Items from a data source
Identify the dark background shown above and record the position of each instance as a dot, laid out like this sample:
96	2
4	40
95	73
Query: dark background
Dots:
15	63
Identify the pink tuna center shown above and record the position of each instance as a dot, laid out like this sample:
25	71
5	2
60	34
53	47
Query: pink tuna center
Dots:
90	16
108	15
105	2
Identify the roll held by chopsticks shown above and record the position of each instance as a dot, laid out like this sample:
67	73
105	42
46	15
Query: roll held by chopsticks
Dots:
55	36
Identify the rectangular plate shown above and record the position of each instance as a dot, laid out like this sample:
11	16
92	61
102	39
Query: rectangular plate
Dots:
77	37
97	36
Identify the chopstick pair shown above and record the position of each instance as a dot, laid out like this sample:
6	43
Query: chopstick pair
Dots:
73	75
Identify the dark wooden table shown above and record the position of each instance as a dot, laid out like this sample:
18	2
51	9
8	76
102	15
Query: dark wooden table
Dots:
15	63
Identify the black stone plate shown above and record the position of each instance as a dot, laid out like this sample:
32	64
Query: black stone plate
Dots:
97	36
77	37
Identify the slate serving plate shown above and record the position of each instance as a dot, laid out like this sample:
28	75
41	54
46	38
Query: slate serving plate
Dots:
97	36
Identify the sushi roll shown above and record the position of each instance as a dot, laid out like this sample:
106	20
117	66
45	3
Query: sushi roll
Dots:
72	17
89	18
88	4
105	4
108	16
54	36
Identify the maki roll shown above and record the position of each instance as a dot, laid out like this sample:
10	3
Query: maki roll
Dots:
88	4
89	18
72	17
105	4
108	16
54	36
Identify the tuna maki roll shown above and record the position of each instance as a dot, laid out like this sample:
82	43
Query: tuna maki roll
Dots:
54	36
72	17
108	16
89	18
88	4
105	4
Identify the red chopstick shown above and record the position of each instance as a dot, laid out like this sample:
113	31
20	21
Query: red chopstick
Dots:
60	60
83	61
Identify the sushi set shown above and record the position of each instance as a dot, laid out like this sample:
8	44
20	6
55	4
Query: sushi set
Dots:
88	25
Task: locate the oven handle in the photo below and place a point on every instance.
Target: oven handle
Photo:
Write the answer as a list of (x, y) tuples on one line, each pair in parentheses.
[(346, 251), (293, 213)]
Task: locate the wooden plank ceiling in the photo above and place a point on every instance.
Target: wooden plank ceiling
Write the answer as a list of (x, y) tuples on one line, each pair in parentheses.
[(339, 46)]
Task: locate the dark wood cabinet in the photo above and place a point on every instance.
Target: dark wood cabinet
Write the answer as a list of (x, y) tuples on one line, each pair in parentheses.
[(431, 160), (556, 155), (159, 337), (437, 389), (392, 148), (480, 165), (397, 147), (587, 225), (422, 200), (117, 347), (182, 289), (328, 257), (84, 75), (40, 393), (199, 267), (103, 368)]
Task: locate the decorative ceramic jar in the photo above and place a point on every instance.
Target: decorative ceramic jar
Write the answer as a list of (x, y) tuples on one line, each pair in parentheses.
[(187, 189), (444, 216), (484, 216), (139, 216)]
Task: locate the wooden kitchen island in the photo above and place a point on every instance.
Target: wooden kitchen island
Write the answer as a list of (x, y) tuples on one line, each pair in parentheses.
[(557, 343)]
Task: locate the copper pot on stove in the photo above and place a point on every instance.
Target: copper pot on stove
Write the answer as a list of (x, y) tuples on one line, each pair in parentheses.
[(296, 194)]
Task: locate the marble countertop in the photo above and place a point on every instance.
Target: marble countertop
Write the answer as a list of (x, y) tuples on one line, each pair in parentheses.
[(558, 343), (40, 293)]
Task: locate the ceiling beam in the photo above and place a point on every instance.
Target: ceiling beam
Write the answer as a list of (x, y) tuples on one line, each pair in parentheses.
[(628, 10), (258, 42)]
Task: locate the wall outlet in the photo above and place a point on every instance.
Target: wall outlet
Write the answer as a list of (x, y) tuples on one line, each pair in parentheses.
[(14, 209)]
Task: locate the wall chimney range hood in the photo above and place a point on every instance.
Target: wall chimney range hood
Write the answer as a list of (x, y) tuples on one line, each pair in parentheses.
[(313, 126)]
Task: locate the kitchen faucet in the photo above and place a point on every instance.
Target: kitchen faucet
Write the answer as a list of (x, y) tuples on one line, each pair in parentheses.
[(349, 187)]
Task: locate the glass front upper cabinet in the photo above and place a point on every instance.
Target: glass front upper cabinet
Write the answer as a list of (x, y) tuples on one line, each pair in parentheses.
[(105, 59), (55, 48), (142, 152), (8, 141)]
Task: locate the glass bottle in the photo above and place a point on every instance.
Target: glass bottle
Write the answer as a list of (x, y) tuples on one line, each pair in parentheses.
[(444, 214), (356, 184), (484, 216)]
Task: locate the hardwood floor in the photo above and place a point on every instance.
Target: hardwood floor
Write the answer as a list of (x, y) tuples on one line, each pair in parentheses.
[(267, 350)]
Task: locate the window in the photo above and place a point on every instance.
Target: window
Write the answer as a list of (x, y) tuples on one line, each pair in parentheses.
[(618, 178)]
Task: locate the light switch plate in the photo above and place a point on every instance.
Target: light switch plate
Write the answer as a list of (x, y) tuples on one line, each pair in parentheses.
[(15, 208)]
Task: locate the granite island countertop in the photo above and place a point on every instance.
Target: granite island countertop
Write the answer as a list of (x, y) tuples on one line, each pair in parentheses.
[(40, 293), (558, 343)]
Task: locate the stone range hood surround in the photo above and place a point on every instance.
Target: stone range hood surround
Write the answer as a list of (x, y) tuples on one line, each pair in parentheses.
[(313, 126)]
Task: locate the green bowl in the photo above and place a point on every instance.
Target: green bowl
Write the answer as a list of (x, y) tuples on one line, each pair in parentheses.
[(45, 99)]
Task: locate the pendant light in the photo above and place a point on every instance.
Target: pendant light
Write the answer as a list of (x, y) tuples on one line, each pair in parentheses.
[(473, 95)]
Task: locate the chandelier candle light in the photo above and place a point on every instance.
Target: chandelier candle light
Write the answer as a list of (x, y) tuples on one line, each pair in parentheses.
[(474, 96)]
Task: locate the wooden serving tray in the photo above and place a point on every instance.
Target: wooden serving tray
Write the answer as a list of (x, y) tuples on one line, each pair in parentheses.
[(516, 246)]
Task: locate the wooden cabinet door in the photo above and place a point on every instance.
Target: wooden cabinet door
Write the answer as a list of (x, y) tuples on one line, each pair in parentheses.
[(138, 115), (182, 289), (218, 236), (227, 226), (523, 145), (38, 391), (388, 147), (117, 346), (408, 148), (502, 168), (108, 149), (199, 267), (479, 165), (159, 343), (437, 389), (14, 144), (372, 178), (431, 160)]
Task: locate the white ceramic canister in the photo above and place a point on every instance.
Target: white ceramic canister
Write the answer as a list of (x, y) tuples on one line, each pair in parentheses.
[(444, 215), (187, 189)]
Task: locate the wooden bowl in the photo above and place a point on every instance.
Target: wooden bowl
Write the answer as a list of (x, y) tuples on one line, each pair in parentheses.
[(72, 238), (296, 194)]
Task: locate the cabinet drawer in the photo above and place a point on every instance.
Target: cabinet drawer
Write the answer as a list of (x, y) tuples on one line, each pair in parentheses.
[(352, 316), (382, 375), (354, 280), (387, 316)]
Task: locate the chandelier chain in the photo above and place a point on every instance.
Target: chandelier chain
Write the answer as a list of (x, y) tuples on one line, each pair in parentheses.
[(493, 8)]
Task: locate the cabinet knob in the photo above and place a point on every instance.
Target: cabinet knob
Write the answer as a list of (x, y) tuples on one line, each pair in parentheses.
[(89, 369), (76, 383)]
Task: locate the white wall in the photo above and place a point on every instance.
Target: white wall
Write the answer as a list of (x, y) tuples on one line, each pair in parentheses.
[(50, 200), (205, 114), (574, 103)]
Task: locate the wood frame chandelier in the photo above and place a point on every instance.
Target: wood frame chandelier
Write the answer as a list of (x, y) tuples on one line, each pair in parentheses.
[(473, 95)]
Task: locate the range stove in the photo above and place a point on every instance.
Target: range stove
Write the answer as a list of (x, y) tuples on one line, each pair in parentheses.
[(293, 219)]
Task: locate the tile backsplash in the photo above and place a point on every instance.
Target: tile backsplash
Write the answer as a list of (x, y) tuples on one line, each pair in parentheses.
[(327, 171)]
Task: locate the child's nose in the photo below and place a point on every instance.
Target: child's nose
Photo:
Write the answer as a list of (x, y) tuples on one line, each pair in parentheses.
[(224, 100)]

● Task requirements: Counting every line of the entries that holds the word "kitchen", report the total and no other text.

● Task result: 4